### Instructions for the task:
Copy out the listing below word for word, beginning at the line containing "Practice. For this step, pick out the tan" and ending with the line containing "point(165, 101)", both lines included.

### Input rows:
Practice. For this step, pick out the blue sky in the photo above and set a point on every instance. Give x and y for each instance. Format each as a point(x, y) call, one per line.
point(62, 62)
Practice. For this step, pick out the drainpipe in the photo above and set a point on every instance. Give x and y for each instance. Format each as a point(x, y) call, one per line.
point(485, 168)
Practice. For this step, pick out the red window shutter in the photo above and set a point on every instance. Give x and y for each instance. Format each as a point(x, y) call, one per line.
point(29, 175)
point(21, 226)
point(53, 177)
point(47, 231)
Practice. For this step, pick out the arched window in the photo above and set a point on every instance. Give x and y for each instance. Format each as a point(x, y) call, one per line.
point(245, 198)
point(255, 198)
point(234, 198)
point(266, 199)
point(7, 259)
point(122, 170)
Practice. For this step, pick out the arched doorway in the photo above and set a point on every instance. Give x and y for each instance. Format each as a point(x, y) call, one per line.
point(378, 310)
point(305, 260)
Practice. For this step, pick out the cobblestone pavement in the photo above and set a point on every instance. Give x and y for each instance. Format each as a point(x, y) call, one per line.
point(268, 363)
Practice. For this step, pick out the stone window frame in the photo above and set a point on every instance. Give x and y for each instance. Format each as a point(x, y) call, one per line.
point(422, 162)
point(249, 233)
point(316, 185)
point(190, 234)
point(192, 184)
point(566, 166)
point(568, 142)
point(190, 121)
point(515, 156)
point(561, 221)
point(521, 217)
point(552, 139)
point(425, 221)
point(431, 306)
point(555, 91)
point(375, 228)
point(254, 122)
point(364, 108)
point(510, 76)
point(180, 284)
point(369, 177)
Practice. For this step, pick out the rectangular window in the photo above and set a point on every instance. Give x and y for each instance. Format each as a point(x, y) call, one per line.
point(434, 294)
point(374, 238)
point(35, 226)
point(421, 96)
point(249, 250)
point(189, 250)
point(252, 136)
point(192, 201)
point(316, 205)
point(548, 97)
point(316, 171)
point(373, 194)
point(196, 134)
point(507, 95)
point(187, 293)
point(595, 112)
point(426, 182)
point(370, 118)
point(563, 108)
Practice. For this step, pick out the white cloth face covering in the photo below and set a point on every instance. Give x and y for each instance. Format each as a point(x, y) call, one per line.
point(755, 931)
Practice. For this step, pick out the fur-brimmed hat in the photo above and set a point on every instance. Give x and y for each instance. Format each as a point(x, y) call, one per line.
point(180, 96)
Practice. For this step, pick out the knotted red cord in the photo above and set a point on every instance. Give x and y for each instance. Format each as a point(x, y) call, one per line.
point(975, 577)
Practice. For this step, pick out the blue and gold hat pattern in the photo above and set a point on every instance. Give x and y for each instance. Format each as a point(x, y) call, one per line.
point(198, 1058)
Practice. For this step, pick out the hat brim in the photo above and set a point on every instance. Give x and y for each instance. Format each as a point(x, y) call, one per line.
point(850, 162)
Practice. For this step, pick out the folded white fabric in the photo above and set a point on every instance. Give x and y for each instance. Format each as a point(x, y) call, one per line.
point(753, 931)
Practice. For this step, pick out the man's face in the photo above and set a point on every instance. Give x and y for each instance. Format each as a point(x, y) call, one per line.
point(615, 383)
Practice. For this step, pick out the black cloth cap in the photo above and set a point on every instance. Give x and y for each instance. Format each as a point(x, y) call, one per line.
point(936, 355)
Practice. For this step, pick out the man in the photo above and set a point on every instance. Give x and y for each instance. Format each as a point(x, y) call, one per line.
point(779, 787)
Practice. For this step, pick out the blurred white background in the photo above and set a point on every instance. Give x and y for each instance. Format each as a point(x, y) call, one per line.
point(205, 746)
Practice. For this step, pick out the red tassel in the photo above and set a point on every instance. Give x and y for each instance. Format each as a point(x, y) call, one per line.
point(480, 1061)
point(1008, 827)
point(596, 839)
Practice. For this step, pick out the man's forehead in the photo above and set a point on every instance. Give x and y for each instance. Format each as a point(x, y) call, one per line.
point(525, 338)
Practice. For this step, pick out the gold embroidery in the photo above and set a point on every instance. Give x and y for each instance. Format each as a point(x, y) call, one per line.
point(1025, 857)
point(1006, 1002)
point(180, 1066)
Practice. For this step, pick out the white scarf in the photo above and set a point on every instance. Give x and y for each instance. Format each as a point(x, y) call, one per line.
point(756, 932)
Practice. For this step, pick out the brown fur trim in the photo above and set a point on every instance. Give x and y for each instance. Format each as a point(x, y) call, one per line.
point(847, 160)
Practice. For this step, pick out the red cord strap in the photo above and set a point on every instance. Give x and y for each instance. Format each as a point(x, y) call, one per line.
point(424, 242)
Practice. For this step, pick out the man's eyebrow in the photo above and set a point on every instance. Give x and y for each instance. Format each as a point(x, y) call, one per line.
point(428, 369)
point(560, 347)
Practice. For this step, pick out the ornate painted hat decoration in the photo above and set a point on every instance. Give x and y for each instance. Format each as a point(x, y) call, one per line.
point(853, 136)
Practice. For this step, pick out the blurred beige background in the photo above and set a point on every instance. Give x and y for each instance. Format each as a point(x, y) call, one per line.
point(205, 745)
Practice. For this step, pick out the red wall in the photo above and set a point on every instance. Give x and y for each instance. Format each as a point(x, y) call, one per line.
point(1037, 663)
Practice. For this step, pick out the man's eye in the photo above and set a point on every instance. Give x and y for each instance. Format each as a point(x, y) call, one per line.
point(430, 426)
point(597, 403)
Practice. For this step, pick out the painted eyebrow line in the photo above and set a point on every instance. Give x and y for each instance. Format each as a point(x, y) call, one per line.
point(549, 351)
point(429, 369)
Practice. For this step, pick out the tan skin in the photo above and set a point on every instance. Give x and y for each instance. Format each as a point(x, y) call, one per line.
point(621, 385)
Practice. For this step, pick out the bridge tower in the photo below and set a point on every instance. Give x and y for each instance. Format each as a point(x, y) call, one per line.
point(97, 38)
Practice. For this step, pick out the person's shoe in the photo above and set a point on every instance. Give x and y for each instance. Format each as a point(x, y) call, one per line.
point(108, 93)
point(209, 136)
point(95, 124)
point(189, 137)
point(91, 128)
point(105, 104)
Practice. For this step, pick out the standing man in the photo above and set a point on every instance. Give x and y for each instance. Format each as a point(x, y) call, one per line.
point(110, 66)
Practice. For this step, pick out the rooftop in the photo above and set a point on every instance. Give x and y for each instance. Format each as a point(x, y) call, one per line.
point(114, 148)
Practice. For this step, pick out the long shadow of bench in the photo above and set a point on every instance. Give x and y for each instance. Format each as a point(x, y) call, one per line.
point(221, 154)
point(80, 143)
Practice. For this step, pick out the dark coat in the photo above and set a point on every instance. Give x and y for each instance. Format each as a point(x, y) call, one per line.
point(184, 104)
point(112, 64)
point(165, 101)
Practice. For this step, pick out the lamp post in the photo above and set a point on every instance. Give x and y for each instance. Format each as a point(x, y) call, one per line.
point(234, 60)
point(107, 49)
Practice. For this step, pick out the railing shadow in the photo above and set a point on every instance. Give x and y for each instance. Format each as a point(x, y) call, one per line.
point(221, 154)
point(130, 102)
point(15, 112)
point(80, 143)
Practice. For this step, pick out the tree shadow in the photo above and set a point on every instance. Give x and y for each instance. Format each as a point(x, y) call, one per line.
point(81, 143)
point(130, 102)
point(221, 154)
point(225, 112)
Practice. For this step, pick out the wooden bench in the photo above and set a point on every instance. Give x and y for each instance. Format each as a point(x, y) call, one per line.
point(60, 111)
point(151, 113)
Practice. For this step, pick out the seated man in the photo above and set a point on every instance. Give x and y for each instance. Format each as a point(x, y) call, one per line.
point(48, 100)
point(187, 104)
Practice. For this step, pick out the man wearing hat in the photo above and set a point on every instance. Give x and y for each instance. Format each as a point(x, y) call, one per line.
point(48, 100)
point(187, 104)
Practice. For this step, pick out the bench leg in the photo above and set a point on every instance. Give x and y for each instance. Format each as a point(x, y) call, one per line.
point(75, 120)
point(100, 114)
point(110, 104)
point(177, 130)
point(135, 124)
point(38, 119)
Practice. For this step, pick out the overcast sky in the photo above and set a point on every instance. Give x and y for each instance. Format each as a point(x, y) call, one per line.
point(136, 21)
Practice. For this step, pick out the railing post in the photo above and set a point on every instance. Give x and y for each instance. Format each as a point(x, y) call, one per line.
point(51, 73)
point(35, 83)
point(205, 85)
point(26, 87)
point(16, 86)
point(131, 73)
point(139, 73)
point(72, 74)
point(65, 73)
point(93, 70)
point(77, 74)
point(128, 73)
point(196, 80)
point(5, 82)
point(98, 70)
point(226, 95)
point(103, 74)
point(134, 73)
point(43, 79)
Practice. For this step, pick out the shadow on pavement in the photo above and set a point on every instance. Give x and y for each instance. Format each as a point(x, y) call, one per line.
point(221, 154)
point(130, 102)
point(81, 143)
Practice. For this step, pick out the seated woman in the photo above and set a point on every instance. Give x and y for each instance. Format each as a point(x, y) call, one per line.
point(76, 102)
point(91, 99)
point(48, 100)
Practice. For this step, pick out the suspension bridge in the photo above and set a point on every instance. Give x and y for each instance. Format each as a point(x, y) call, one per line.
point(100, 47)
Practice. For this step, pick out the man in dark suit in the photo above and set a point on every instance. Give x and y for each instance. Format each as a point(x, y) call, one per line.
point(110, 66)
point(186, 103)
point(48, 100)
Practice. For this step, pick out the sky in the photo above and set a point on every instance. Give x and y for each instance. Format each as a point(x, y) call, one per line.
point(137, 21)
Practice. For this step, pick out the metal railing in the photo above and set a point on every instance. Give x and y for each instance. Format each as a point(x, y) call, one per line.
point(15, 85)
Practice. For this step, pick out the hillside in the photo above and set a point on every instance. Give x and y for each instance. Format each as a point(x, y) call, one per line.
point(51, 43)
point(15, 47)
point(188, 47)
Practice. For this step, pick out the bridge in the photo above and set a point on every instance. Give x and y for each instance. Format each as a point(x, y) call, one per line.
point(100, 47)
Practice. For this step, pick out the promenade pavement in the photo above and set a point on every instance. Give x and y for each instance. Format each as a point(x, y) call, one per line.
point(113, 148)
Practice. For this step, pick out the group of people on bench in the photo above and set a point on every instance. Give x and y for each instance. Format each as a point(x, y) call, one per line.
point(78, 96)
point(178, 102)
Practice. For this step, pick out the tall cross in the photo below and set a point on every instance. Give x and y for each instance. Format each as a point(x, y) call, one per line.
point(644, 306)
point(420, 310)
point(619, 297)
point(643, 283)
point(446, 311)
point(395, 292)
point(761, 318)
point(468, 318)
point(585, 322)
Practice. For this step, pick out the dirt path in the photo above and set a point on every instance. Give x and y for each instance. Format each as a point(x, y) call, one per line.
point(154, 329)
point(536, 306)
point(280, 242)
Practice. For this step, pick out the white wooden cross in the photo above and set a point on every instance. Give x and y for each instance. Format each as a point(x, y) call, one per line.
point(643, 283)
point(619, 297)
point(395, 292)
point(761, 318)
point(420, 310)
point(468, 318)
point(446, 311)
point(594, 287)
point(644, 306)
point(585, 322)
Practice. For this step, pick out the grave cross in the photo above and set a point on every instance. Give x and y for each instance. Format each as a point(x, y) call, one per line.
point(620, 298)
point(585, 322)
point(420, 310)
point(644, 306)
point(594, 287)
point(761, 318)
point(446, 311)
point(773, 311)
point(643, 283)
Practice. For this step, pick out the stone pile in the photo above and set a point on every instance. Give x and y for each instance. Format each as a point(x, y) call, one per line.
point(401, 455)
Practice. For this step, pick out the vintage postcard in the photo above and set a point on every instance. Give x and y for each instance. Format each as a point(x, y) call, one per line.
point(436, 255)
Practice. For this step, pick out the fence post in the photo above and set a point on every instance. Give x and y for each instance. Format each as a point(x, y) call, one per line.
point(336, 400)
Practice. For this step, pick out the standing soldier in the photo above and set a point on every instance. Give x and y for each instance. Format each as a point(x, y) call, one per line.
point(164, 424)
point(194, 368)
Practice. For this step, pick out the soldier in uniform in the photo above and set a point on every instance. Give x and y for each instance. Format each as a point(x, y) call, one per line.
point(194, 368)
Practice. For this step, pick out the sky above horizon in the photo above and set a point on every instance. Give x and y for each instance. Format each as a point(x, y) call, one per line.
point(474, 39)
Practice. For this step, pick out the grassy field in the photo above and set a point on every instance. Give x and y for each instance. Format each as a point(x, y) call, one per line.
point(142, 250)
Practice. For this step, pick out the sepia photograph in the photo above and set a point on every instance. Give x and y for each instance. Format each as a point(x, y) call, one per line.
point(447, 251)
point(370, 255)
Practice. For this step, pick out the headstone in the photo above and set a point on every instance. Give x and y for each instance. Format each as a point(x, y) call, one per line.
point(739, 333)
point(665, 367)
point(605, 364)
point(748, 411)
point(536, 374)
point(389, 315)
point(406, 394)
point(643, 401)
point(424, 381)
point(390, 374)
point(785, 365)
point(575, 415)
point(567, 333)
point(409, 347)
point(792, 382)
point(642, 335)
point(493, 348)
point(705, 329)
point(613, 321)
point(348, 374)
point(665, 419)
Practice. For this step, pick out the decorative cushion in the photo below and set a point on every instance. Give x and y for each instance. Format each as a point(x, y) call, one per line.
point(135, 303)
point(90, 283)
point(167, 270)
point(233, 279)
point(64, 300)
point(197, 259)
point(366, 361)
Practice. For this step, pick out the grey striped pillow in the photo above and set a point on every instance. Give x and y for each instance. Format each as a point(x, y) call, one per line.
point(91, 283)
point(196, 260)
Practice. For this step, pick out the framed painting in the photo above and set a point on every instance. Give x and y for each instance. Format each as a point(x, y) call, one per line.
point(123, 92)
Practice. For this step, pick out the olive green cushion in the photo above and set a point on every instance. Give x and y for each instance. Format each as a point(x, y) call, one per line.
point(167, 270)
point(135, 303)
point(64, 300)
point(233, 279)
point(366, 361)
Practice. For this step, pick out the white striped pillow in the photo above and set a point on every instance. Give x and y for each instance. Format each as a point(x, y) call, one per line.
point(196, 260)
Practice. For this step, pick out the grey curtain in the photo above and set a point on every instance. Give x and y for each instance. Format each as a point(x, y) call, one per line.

### Complete response:
Practice. For this step, pick out the tan skin in the photo above and set a point on every instance. Give x and y for each instance. Format each as a point(x, y) call, one per line.
point(621, 385)
Practice. For this step, pick out the bridge tower in the photo below and set a point on every instance. Give x and y for each instance. Format each as a point(x, y) call, one per line.
point(97, 38)
Practice. For this step, pick out the person's shoe in the photo above and set a point on every instance. Give x and y for each instance. Format each as a point(x, y) call, one per line.
point(108, 93)
point(209, 136)
point(95, 124)
point(189, 137)
point(91, 128)
point(105, 104)
Practice. For this step, pick out the standing man in the photo above and set a point on every instance. Give x and y for each instance. Format each as a point(x, y) call, one per line.
point(110, 66)
Practice. For this step, pick out the rooftop in the photo above and set a point on every instance. Give x and y for each instance. Format each as a point(x, y) call, one per line.
point(114, 148)
Practice. For this step, pick out the long shadow of bench in the photo above and set a point on every instance. Give x and y for each instance. Format each as a point(x, y) call, one per line.
point(221, 154)
point(80, 143)
Practice. For this step, pick out the dark coat in the photo above and set a point on every instance. Give x and y for each instance. Format each as a point(x, y) call, one per line.
point(184, 104)
point(112, 64)
point(165, 101)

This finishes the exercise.